[ACTIVITY]
Word for word, set down every line of the entries below from the line with "Shelf audit: locate every instance of the white" to the line with "Shelf audit: locate every instance of the ornate", including both, and no other line.

[RECORDS PROVIDED]
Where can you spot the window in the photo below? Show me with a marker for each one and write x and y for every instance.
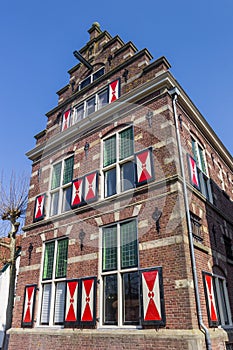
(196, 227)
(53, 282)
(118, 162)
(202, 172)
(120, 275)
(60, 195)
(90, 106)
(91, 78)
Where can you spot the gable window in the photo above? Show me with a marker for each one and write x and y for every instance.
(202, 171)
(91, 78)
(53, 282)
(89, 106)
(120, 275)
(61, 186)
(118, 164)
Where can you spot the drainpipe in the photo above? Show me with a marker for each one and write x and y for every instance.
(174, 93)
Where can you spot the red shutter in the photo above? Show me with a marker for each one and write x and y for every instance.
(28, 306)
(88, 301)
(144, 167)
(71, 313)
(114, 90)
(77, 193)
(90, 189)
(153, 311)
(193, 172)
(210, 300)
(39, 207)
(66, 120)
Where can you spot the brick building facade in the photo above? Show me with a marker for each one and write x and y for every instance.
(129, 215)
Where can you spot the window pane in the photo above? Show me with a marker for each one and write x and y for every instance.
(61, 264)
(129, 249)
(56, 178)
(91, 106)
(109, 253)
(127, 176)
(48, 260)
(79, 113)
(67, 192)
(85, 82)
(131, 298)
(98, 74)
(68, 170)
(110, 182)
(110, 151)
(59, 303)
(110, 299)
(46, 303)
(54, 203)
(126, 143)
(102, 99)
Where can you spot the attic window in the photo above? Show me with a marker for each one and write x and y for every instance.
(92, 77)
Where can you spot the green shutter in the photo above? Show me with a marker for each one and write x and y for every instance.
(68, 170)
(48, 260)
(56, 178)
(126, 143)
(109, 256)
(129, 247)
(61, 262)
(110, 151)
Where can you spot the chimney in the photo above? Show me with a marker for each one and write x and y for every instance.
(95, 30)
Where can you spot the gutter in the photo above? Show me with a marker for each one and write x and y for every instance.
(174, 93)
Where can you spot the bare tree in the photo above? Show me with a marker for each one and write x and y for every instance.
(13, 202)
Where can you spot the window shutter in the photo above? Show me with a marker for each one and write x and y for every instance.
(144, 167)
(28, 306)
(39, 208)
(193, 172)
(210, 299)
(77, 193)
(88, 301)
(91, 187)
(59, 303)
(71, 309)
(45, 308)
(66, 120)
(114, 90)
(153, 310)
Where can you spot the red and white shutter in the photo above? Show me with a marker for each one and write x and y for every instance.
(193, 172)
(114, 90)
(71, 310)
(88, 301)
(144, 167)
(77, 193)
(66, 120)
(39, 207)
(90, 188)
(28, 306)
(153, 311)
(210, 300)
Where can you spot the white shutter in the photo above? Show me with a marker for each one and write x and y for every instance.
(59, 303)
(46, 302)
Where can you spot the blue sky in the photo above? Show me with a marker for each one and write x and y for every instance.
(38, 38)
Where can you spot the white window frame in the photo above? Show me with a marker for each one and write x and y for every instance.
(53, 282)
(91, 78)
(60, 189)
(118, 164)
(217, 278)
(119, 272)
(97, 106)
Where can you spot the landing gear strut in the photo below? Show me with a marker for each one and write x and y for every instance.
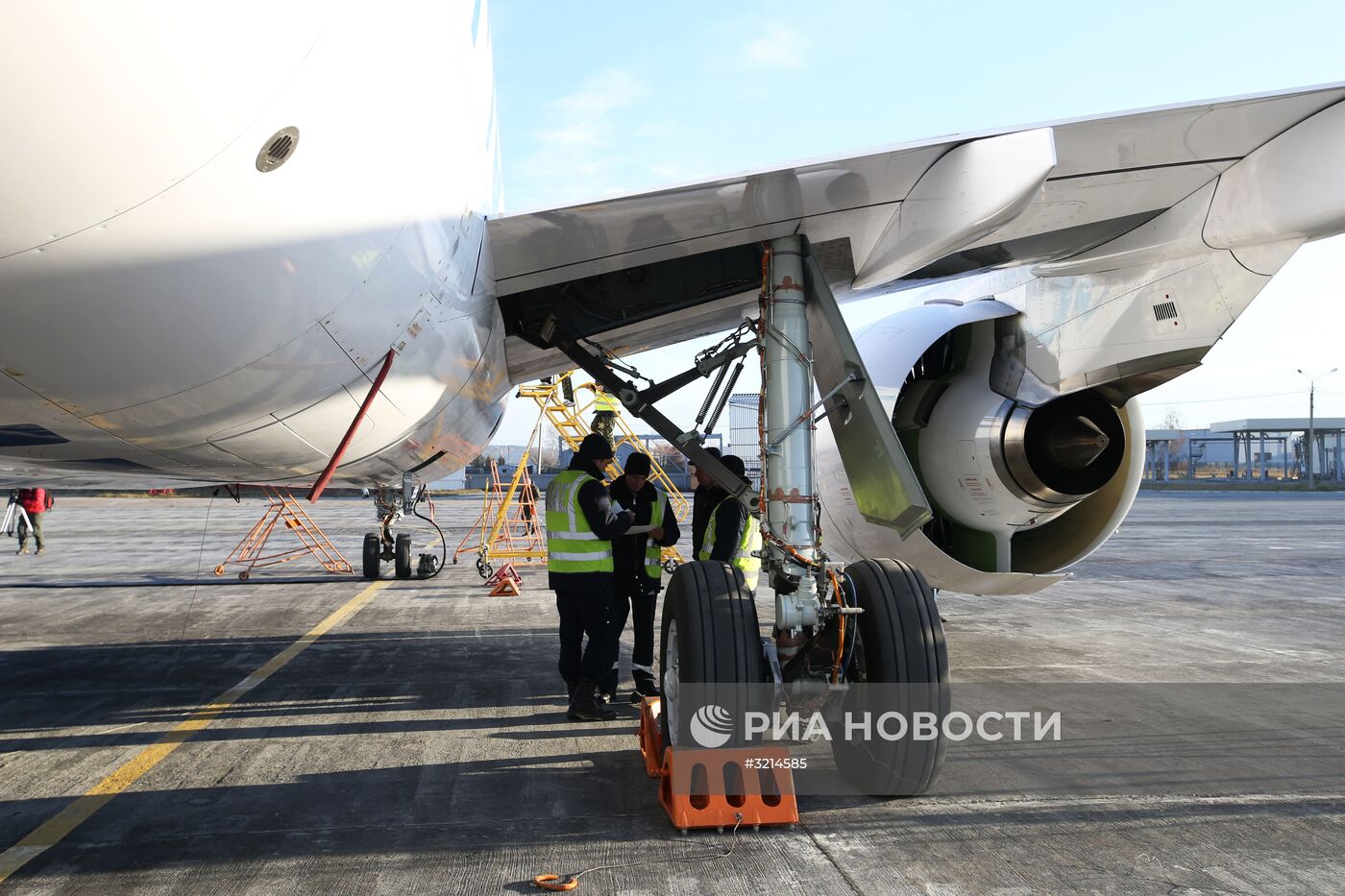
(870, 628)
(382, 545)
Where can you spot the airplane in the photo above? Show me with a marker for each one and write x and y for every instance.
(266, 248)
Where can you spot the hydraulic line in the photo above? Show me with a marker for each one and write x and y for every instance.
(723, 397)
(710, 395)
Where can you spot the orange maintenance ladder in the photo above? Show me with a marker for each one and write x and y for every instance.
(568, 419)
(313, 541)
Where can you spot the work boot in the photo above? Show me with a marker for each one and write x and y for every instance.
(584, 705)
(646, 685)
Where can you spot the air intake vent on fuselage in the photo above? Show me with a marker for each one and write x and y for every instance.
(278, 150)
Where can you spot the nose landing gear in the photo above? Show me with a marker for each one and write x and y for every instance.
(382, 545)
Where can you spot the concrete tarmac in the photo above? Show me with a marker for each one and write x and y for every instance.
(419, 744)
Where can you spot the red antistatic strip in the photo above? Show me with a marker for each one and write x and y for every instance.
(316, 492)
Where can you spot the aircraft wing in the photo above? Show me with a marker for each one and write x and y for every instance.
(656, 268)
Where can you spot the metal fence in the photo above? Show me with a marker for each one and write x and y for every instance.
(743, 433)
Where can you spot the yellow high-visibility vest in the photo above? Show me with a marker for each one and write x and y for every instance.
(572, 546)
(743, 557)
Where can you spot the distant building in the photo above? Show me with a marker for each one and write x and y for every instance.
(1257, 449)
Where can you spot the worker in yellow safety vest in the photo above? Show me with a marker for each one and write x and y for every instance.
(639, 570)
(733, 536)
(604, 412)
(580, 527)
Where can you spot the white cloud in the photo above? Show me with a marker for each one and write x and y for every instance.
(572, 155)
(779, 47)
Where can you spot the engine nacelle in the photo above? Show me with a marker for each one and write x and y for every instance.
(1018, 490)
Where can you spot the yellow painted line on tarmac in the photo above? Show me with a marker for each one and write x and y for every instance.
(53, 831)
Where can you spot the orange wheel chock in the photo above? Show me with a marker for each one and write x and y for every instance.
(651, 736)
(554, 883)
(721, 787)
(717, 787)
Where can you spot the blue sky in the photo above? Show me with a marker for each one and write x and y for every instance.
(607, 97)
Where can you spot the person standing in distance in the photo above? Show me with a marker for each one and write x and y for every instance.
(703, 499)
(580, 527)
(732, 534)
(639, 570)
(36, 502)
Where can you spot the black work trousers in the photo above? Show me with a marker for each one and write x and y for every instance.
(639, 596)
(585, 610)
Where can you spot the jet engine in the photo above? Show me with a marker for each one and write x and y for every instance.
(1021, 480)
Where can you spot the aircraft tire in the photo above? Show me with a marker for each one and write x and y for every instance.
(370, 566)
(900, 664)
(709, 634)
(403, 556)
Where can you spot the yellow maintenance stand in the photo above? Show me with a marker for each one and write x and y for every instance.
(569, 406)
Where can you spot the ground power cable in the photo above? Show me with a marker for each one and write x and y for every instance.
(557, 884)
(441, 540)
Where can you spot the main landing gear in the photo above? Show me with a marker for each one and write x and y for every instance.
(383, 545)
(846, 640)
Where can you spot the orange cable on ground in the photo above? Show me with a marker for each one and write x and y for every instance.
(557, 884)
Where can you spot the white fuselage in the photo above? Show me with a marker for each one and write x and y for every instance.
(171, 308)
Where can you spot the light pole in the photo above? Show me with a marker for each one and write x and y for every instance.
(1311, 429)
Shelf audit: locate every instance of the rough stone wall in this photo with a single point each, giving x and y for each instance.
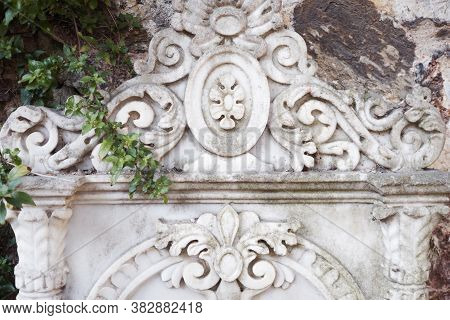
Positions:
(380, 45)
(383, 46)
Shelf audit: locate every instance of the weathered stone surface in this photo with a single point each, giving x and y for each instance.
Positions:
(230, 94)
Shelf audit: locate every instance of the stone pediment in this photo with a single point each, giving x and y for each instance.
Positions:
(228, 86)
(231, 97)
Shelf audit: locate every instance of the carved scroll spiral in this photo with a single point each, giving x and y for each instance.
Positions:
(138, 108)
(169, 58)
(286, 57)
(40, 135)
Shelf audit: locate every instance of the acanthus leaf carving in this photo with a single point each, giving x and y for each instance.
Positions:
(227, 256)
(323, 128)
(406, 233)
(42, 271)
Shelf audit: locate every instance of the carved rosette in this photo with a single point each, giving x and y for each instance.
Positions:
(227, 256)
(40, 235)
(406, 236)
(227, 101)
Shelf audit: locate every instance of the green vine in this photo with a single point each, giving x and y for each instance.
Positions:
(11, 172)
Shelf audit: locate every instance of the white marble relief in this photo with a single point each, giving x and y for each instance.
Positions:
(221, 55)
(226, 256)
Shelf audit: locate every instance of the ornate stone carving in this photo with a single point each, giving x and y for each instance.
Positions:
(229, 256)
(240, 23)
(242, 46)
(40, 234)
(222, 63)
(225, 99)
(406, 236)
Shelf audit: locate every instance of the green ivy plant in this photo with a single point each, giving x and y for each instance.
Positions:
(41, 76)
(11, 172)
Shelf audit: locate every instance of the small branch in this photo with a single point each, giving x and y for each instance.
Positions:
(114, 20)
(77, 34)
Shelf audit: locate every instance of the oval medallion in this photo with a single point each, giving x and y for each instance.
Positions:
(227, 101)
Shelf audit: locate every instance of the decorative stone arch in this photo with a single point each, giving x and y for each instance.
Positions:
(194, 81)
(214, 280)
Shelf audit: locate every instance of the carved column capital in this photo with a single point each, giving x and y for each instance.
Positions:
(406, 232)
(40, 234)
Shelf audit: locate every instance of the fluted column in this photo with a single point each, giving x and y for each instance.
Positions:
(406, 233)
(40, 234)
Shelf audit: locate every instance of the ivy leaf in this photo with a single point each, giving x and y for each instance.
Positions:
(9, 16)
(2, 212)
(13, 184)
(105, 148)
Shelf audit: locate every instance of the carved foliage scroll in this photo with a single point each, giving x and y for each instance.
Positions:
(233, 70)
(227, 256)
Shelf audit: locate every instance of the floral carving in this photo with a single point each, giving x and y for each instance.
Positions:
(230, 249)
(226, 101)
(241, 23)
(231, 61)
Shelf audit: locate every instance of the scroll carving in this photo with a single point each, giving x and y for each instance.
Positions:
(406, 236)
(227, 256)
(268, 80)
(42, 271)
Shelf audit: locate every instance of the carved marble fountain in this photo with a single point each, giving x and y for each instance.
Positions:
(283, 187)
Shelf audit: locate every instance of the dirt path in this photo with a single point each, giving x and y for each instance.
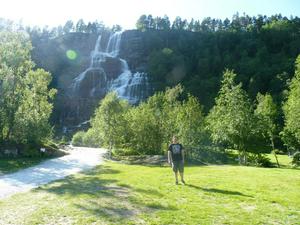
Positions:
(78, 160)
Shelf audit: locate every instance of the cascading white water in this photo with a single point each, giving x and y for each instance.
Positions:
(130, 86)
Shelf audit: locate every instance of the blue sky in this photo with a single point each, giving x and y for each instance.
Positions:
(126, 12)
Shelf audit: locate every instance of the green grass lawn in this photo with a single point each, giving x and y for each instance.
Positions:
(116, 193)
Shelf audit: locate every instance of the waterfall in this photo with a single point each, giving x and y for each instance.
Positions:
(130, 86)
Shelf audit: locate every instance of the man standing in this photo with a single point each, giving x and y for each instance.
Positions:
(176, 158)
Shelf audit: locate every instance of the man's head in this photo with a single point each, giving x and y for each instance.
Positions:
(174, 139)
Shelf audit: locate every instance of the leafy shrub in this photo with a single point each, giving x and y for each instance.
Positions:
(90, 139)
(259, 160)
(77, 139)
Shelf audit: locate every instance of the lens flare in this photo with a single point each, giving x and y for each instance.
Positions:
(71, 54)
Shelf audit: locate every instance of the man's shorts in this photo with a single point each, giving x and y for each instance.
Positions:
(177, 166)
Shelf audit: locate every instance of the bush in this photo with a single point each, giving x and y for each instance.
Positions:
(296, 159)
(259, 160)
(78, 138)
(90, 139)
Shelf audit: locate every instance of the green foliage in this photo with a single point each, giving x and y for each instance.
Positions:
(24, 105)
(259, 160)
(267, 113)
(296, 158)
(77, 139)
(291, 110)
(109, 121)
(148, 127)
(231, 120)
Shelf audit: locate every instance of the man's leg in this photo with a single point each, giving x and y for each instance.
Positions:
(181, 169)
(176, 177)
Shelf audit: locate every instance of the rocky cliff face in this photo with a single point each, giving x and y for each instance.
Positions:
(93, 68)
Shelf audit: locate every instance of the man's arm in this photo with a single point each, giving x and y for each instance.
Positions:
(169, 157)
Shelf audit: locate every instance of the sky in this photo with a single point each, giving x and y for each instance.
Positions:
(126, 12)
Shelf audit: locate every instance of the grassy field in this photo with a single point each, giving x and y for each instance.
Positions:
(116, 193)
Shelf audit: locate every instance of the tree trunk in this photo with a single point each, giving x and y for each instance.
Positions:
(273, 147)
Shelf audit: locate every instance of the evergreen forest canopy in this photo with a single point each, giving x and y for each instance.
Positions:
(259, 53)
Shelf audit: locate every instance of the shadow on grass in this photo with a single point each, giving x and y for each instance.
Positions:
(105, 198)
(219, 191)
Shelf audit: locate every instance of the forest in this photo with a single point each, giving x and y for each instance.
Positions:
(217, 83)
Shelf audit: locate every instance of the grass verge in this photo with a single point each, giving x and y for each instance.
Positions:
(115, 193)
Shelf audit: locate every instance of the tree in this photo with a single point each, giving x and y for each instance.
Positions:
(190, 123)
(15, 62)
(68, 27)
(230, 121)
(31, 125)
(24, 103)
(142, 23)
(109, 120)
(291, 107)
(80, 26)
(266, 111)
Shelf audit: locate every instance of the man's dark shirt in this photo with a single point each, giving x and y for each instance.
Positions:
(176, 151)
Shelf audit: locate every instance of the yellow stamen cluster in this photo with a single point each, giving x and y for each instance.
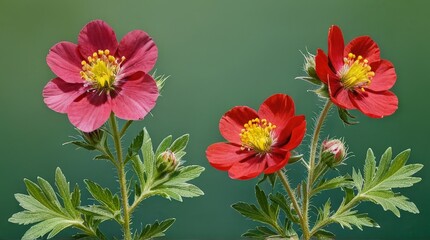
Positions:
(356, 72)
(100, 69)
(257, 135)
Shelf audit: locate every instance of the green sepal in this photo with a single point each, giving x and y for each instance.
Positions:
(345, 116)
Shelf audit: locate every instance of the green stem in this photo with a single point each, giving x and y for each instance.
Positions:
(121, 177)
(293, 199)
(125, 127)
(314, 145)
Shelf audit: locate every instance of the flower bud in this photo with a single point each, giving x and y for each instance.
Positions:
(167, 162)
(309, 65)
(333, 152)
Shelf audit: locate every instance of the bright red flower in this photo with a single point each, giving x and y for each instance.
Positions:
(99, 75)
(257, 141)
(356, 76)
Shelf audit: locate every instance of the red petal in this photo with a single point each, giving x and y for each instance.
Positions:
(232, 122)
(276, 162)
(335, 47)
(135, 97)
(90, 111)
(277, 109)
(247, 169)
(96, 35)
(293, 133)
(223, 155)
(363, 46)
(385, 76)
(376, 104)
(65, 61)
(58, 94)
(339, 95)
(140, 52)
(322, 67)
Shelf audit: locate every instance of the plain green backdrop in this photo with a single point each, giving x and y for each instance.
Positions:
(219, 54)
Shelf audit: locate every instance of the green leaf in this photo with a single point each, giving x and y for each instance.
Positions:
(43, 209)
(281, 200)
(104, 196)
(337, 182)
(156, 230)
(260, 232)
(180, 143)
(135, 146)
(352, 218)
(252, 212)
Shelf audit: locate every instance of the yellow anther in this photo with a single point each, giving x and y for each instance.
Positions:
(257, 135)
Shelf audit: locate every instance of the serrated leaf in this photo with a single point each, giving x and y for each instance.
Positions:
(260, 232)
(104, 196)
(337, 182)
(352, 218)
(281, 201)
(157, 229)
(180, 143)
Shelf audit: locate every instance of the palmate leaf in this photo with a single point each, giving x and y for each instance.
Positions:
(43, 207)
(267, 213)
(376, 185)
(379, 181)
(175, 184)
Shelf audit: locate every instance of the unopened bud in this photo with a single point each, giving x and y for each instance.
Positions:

[TASK RESPONSE]
Shelf audit: locate every instance of the white marble relief in this photo with a single point each, giving x and y for each instance.
Positions:
(221, 55)
(226, 256)
Shelf audit: locate every instance of the ornate stone carving in this photo with a single point each, giving x and y for each instance.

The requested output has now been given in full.